▸ Given task
Show each line of the items below that contains the word "building", copying every such line in full.
--- START Records for the task ---
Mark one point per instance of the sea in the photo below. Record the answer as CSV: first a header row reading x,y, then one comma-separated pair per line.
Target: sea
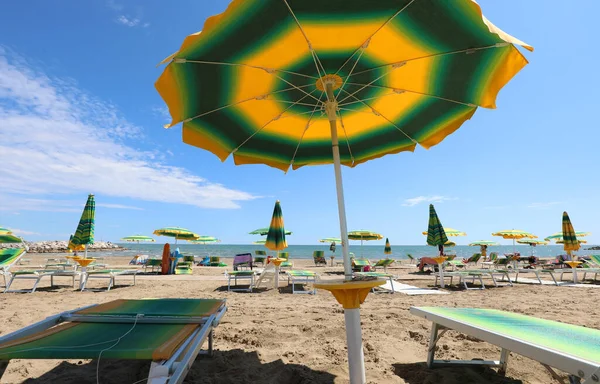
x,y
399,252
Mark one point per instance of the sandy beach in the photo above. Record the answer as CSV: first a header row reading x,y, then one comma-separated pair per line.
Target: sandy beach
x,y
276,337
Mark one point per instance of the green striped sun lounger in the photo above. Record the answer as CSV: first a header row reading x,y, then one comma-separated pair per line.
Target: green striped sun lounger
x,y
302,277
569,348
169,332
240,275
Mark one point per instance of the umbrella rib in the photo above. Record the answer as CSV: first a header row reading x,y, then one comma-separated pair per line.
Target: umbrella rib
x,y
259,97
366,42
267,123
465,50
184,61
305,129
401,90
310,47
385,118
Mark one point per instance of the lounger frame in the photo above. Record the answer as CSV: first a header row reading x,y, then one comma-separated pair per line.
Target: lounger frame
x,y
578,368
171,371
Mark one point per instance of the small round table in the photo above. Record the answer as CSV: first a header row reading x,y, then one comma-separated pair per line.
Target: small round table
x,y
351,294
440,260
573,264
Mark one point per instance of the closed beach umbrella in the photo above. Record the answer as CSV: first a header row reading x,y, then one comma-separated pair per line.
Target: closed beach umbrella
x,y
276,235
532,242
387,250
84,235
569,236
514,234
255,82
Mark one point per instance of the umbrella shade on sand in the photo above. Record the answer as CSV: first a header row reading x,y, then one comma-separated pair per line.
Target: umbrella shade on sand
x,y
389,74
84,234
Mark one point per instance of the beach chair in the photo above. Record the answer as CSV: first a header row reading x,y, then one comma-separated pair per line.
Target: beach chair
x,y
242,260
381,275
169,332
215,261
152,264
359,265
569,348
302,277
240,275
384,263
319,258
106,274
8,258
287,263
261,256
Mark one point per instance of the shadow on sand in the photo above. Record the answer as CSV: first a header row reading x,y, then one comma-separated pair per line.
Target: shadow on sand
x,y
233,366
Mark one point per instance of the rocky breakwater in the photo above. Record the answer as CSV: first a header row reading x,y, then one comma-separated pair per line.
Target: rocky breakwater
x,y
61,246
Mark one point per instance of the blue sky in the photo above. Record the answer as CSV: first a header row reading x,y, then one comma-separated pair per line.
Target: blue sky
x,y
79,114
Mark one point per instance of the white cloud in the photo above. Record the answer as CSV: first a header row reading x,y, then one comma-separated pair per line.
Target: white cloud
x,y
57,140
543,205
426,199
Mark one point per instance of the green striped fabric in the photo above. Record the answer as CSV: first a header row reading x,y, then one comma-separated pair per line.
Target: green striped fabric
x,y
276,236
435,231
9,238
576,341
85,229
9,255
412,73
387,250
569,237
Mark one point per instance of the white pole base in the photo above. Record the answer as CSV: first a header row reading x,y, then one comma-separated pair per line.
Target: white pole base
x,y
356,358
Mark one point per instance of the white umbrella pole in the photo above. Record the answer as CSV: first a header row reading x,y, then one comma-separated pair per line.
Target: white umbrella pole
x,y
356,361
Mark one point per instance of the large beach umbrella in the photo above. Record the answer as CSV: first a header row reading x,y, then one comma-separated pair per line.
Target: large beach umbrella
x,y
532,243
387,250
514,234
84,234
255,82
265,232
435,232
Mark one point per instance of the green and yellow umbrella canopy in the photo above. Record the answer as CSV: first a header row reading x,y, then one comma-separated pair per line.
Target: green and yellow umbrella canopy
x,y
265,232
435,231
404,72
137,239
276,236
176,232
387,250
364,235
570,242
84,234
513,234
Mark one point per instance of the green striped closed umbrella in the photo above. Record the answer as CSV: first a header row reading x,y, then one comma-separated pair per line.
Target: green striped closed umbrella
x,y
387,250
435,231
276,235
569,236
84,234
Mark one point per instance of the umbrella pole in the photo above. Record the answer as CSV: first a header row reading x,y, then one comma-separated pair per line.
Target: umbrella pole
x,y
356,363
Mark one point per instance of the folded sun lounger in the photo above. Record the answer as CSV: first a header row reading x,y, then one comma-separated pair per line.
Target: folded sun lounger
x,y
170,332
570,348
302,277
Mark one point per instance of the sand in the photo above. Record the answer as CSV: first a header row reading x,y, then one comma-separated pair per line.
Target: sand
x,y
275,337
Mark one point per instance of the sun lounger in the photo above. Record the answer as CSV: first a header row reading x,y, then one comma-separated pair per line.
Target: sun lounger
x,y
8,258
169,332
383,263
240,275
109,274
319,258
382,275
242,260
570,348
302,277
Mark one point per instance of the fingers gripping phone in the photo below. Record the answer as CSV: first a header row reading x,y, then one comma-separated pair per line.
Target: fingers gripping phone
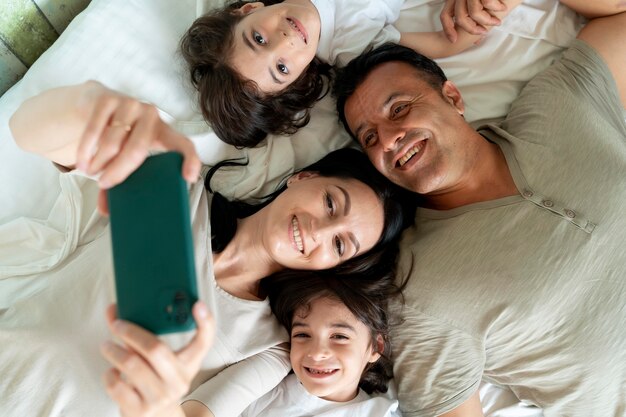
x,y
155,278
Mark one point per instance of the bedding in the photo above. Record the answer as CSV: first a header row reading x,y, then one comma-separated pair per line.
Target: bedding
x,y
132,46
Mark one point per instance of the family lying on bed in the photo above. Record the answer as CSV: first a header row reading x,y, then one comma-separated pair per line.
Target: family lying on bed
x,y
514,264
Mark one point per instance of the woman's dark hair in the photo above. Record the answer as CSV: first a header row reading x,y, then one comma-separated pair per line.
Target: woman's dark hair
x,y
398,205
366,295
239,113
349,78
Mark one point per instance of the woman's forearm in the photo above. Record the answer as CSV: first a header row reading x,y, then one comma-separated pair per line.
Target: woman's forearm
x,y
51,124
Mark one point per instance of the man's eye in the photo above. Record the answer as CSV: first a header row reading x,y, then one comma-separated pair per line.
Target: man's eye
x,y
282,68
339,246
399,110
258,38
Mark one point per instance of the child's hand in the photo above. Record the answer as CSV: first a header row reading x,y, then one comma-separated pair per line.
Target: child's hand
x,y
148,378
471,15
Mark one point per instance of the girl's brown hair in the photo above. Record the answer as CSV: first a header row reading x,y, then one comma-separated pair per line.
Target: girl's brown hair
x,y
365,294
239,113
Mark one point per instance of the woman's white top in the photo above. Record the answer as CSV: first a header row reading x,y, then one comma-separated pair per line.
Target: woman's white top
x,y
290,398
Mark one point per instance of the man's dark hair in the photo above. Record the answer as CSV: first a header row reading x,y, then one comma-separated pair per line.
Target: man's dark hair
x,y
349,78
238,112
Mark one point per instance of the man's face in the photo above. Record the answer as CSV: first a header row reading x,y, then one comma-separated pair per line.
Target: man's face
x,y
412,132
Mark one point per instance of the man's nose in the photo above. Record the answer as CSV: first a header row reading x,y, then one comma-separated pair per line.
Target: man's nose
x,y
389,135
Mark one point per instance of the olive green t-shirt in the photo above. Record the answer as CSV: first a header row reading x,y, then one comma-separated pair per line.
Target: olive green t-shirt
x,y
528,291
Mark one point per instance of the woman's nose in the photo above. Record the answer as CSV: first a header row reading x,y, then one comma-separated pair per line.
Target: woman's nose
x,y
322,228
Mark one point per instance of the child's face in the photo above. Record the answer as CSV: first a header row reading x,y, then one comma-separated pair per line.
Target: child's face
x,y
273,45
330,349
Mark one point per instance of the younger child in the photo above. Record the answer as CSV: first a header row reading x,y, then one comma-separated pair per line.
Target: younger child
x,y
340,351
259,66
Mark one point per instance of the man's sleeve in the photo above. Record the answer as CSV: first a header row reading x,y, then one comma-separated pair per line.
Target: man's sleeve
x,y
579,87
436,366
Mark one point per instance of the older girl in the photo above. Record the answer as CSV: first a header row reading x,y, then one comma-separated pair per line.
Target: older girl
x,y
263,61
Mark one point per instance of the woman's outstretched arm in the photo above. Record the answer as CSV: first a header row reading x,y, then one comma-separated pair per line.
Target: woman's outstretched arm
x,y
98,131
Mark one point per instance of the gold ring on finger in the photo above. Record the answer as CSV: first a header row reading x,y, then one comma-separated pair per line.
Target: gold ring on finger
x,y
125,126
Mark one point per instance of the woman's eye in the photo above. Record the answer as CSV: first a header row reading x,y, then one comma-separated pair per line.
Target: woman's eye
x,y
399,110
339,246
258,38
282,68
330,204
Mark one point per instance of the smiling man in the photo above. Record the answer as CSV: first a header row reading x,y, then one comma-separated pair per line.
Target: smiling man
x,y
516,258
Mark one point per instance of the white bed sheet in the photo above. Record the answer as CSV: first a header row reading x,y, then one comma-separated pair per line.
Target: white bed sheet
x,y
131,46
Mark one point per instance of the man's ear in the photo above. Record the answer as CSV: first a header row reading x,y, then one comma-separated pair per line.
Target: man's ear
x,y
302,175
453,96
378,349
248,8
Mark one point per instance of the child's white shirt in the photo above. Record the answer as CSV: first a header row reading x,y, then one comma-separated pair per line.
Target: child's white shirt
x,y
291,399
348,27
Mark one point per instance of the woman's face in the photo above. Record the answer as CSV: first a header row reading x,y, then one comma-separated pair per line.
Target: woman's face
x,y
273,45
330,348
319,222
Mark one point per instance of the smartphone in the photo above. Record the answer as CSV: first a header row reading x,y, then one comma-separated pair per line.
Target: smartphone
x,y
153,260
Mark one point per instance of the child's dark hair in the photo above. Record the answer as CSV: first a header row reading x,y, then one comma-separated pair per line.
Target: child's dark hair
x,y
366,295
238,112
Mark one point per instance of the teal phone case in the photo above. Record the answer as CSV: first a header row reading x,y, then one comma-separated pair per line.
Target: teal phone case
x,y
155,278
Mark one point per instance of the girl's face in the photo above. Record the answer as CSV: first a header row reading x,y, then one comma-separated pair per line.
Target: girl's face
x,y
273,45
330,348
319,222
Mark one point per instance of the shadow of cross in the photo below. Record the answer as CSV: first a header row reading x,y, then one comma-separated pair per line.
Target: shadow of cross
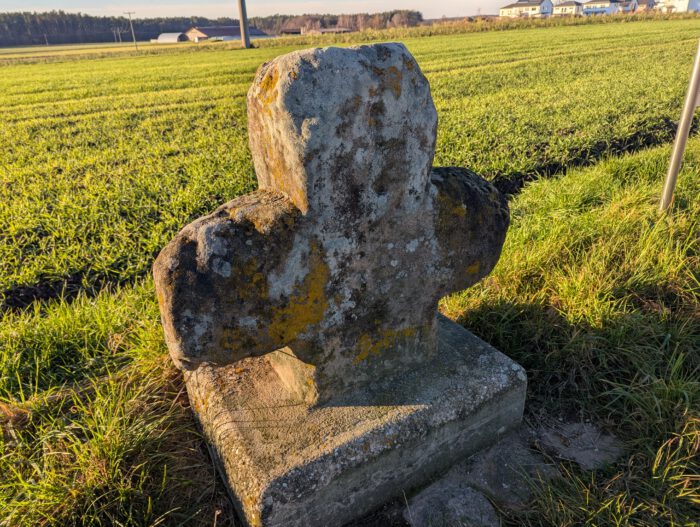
--- END Records for the task ---
--- START Records for the task ---
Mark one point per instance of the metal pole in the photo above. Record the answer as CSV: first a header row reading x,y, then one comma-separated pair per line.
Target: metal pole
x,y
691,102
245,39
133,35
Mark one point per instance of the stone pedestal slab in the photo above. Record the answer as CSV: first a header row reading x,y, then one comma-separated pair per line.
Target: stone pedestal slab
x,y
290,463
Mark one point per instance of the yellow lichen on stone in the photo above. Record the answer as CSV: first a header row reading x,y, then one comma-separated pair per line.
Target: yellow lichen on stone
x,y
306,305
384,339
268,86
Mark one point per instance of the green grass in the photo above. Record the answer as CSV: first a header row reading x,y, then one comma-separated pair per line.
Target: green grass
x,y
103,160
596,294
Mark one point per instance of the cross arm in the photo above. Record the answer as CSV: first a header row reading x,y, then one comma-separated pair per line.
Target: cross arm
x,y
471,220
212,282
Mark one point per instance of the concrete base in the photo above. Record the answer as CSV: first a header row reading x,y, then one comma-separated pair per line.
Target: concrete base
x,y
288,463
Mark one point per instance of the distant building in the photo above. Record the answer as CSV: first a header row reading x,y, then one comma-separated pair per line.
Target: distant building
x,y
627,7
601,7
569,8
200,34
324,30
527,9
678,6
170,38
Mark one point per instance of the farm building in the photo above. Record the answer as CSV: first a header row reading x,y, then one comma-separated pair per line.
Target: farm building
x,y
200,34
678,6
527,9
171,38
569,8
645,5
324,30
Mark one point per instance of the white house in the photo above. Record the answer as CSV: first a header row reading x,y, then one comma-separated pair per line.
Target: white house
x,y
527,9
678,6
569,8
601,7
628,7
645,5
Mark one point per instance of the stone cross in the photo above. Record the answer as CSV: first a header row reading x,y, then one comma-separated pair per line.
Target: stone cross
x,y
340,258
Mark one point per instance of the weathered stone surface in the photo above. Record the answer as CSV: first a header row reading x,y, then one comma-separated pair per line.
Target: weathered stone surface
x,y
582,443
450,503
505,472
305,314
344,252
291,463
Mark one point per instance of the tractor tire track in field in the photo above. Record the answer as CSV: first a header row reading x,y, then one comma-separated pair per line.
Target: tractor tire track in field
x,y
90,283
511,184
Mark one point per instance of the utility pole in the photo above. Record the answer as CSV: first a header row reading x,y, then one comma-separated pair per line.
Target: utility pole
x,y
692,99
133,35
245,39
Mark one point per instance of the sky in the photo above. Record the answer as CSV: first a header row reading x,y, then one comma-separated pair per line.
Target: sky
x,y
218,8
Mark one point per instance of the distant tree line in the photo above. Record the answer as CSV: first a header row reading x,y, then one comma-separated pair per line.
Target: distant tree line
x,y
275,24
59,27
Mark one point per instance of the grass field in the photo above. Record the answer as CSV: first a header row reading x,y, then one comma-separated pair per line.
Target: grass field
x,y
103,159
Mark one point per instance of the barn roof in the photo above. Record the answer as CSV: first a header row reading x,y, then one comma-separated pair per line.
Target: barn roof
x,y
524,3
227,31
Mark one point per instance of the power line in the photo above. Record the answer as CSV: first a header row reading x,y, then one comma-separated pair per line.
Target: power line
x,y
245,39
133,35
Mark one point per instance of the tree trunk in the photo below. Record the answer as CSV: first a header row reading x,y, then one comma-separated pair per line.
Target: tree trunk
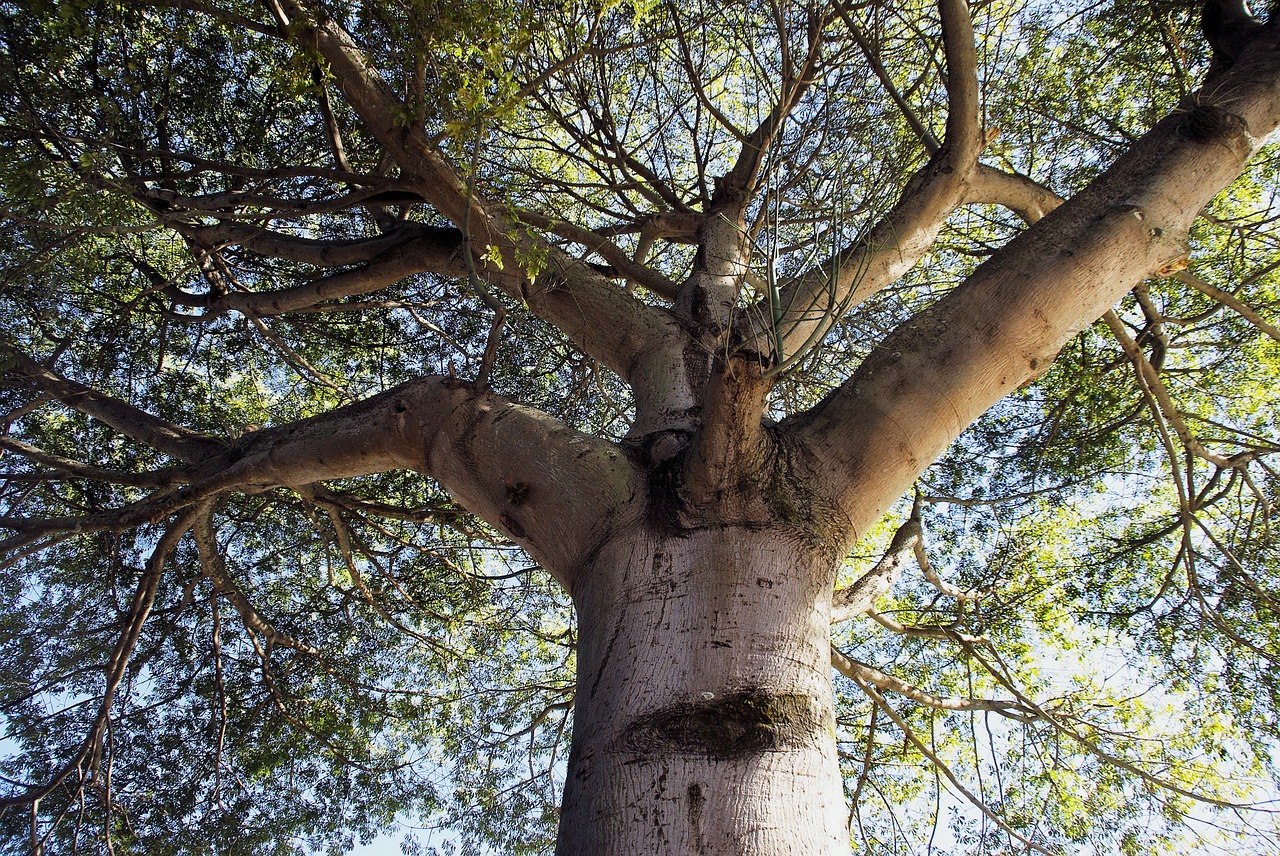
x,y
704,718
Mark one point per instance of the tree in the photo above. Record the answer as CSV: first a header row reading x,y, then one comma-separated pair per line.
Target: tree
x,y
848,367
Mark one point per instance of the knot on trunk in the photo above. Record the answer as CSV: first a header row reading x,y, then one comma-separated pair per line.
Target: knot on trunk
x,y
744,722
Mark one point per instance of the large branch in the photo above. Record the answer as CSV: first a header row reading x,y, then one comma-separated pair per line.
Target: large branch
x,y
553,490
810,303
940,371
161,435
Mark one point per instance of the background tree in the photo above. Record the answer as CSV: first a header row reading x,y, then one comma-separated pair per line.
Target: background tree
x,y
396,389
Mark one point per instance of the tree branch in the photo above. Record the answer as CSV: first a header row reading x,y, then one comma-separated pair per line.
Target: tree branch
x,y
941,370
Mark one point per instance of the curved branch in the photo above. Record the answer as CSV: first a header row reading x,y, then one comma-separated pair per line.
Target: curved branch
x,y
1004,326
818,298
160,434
--- END Records for the task ---
▸ Full response
Mark one point per instance of the distant building in the photo above. Record the answer as CSV: first a header row reading x,y, then one comma-separated pair per line.
Target: distant building
Mark one point per instance of the farm building in the photo above. Record the answer as CSV: first a header row reading x,y, then one comma-separated pair per line.
Target: farm building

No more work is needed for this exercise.